### YOUR TASK
Output the records. Match them exactly.

### GIVEN RECORDS
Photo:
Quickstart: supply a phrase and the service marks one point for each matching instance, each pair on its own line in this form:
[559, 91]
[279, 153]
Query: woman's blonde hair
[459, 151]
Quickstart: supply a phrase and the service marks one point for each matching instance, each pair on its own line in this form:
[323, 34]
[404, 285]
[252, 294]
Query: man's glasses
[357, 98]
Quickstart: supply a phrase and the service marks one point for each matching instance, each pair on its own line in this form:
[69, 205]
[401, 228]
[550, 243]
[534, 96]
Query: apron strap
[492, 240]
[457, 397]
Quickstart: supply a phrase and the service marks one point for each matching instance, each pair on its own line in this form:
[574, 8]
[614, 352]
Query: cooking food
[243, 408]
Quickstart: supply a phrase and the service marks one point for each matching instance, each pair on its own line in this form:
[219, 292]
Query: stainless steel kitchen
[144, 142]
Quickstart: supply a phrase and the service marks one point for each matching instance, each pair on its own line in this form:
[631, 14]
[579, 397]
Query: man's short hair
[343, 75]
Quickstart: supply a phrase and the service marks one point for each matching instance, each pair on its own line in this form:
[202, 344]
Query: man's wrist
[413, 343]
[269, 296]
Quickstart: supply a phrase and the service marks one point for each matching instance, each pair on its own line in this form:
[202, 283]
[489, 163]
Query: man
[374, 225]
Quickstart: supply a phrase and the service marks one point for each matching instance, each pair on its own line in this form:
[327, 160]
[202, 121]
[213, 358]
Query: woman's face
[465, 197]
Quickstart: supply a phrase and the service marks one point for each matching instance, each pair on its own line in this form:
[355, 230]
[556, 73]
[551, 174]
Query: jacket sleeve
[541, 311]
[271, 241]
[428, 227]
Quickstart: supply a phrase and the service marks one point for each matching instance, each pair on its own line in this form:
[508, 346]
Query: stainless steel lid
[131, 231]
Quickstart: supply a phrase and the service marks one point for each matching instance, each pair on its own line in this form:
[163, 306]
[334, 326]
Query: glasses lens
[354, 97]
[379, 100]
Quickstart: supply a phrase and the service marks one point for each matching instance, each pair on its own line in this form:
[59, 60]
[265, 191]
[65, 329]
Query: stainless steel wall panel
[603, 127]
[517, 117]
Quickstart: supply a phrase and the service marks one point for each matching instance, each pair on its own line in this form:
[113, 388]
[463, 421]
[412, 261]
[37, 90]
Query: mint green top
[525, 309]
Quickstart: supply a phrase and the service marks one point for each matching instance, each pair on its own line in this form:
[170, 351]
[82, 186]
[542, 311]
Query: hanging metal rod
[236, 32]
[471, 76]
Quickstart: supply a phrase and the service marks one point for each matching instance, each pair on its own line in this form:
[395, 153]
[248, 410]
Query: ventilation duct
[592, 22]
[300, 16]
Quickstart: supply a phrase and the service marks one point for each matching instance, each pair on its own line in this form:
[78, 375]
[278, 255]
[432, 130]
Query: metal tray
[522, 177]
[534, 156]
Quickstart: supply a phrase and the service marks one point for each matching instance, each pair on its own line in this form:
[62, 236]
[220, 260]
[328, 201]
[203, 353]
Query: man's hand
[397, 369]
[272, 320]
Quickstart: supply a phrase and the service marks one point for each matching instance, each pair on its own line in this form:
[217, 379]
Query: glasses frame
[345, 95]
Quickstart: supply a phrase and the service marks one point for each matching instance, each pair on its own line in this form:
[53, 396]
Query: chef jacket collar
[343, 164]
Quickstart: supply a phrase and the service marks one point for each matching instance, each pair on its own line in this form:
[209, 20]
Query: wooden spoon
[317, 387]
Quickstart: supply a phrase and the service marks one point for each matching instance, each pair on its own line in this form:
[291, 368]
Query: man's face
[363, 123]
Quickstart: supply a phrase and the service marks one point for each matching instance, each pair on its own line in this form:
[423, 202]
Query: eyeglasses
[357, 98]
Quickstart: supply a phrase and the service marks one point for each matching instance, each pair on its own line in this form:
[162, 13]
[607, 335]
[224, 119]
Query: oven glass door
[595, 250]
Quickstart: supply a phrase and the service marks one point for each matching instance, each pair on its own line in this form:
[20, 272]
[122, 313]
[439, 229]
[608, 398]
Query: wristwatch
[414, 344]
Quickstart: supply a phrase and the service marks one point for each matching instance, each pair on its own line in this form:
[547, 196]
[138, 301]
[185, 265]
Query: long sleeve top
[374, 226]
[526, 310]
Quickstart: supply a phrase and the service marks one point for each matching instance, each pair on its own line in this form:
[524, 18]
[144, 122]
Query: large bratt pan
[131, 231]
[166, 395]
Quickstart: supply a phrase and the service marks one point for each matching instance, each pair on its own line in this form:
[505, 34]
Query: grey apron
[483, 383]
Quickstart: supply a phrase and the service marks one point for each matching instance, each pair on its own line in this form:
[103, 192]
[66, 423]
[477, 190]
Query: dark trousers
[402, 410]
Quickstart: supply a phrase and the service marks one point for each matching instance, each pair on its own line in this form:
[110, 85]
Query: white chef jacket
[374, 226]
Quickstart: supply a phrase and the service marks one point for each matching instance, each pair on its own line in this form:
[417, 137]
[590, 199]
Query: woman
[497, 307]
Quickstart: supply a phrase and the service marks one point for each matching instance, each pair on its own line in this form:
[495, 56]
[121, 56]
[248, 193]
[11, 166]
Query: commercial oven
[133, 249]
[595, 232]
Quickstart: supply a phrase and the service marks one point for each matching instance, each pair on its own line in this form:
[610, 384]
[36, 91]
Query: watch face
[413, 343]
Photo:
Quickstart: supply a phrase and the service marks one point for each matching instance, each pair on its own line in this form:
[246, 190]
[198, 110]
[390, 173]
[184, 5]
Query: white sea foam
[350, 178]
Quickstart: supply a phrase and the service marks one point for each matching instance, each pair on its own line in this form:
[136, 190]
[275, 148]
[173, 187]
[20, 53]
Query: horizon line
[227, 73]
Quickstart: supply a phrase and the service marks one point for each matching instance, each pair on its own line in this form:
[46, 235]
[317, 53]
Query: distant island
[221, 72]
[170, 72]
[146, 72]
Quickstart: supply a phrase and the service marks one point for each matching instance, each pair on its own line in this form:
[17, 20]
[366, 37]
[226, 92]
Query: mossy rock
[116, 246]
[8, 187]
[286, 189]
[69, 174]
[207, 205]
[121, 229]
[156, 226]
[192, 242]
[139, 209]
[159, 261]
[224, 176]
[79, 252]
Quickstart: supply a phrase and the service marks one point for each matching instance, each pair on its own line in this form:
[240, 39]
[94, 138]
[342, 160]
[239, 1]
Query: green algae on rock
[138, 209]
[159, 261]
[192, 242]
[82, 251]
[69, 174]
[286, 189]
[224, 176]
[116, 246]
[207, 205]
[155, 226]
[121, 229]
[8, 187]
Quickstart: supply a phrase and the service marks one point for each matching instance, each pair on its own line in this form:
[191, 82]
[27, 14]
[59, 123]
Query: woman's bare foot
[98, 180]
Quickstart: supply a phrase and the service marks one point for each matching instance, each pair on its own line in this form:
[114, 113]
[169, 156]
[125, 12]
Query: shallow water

### FINISHED EXERCISE
Photo:
Quickstart: supply a phrase and the service marks one point for each matching instance, each pair on its own line in this form:
[559, 91]
[279, 153]
Query: woman's blonde hair
[459, 151]
Quickstart: supply a phrase and the service marks one point for each matching instance, each pair on its own line in this form:
[323, 34]
[404, 285]
[252, 294]
Query: man's glasses
[357, 98]
Quickstart: supply a phrase and the service marks one point for each matching instance, each pair on its own line in this form:
[69, 205]
[401, 228]
[550, 243]
[534, 96]
Query: apron strap
[492, 240]
[457, 397]
Quickstart: supply a phrase and the service marks one point for each matching instance, each pair on its own line in this form:
[574, 8]
[614, 352]
Query: cooking food
[243, 408]
Quickstart: supply a phrase and the service marks one point for each matching instance, each pair on its own line in this form:
[219, 292]
Query: stainless steel kitchen
[144, 142]
Quickstart: supply a phrase and the service marks one point for each matching instance, each pair on its own line in this form:
[631, 14]
[579, 397]
Query: man's short hair
[343, 75]
Quickstart: supply a phrase and the service marks one point for each matching instance, each pair on its own line in this form:
[202, 344]
Query: man's wrist
[413, 343]
[269, 296]
Quickstart: supply a phrase and the service marks one point for each matching instance, each pair on its own line in this form:
[202, 283]
[489, 163]
Query: man
[374, 225]
Quickstart: supply a phrase and the service marks one point for each matching instance, each pair on its own line in this form:
[327, 160]
[202, 121]
[213, 358]
Query: woman's face
[465, 197]
Quickstart: supply a phrase and the service marks one point for each matching instance, each pair on its own line in this form:
[355, 230]
[556, 73]
[551, 174]
Query: jacket sleeve
[541, 311]
[271, 241]
[428, 227]
Quickstart: supply a phrase and the service marks one point for each matching instance, each pair on its own line in this form:
[508, 346]
Query: stainless steel lid
[131, 231]
Quickstart: supply a phrase and the service marks one point for each matching instance, each pair on its own line in this form:
[163, 306]
[334, 326]
Query: glasses lens
[354, 97]
[379, 100]
Quickstart: supply a phrase and the service marks one point for each matching instance, each pair on its own line in this form:
[59, 60]
[265, 191]
[65, 329]
Query: stainless steel wall panel
[603, 127]
[517, 117]
Quickstart: supply a phrase and the service marks one point for each matching instance, each pair on its own line in this form:
[113, 388]
[463, 421]
[412, 261]
[37, 90]
Query: mint green top
[525, 309]
Quickstart: supply a phrase and the service marks one point for each matching instance, each pair on its own line in this form:
[170, 351]
[82, 186]
[542, 311]
Query: hanging metal rod
[236, 32]
[471, 76]
Quickstart: supply a phrase and the service marks one point for each matching instance, each pair on its own line in this form:
[395, 153]
[248, 410]
Query: ventilation duct
[592, 22]
[300, 16]
Quickstart: supply a phrase and the service marks one point for each matching instance, each pair on its own line in this form:
[78, 375]
[278, 255]
[432, 130]
Query: metal tray
[522, 177]
[534, 156]
Quickstart: supply a phrase and the service marks one point for each matching instance, each pair on its own line in this form:
[62, 236]
[220, 260]
[328, 201]
[203, 353]
Query: man's hand
[397, 369]
[272, 320]
Quickstart: supply a phrase and the service marks one point for each matching instance, each pair on its own line in this form:
[217, 379]
Query: glasses frame
[345, 95]
Quickstart: supply a phrase and the service marks one point for each matching instance, each pair on its own line in this form:
[53, 396]
Query: chef jacket collar
[343, 164]
Quickstart: supply a phrase and the service marks one point for each matching instance, each pair on its own line in this form:
[209, 20]
Query: wooden spoon
[317, 387]
Quickstart: supply a phrase and the service marks one point for each matching instance, each pair on its own line in this form:
[291, 368]
Query: man's face
[363, 123]
Quickstart: supply a phrase and the service marks one point for each matching instance, each pair on its own line in this form:
[423, 202]
Query: eyeglasses
[357, 98]
Quickstart: supply a phrase and the service marks one point for each matching instance, each pair on its own line in this form:
[162, 13]
[607, 335]
[224, 119]
Query: oven glass door
[595, 250]
Quickstart: supply a phrase and the service marks one point for each matching instance, each pair on its own line in this form:
[20, 272]
[122, 313]
[439, 229]
[608, 398]
Query: wristwatch
[414, 344]
Quickstart: supply a phrase and the service marks one point for each matching instance, each pair on its own line in this form:
[547, 196]
[138, 301]
[185, 265]
Query: long sleeve top
[374, 226]
[526, 310]
Quickstart: supply a phrase and the service marks one point for each matching instance, each pair on its own line in this form:
[524, 18]
[144, 122]
Query: large bratt pan
[131, 231]
[166, 395]
Quickstart: supply a phrase and the service marks one point for each matching instance, each pair on its own line in this form:
[505, 34]
Query: grey apron
[483, 383]
Quickstart: supply a phrase and the service marks one point for each matching instance, each pair on its own line in this form:
[103, 192]
[66, 423]
[477, 190]
Query: dark trousers
[402, 410]
Quickstart: supply a phrase and the service marks one point for each matching instance, each pair on its own line in this form:
[110, 85]
Query: white chef jacket
[374, 226]
Quickstart: supply a phrase and the service marks one point for each matching instance, each pair on its own line in this form:
[417, 137]
[590, 199]
Query: woman
[497, 307]
Quickstart: supply a phrase and the service marks one point for each matching instance, each pair on its own line in this form:
[495, 56]
[121, 56]
[248, 193]
[11, 166]
Query: commercial oven
[133, 249]
[595, 232]
Quickstart: supply a phrase and the service marks one point for each matching instance, each pair on its own line in this form:
[610, 384]
[36, 91]
Query: watch face
[413, 343]
Photo:
Quickstart: supply a phrase and the service marks one point for each matching instance, each pair on its own line in this form:
[246, 190]
[198, 110]
[390, 173]
[184, 5]
Query: white sea foam
[350, 178]
Quickstart: supply a phrase and the service marks one point for each matching instance, each pair on its own line in this form:
[136, 190]
[275, 148]
[173, 187]
[20, 53]
Query: horizon line
[227, 73]
Quickstart: supply a phrase and the service marks one point for each matching instance, each pair on its own line in this form:
[46, 235]
[317, 53]
Query: distant island
[221, 72]
[170, 72]
[146, 72]
Quickstart: supply a phrase and the service marks one point for each matching instance, each pair on its own line in this form:
[17, 20]
[366, 37]
[226, 92]
Query: mossy rock
[116, 246]
[8, 187]
[286, 189]
[69, 174]
[207, 205]
[121, 229]
[156, 226]
[192, 242]
[139, 209]
[159, 261]
[224, 176]
[79, 252]
Quickstart: supply a phrase and the service marks one point for each matching instance, each pair on its own line in this form:
[240, 39]
[94, 138]
[342, 160]
[239, 1]
Query: green algae on rock
[138, 209]
[159, 261]
[192, 242]
[82, 251]
[69, 174]
[286, 189]
[224, 176]
[116, 246]
[207, 205]
[155, 226]
[121, 229]
[8, 187]
Quickstart: supply a phrase and the service marks one point for each matching instance, each pair on its own line in this form:
[191, 82]
[27, 14]
[59, 123]
Query: woman's bare foot
[98, 180]
Quickstart: supply a phrase and the service marks one point for each matching instance, each pair on its own line in this form:
[114, 113]
[169, 156]
[125, 12]
Query: shallow water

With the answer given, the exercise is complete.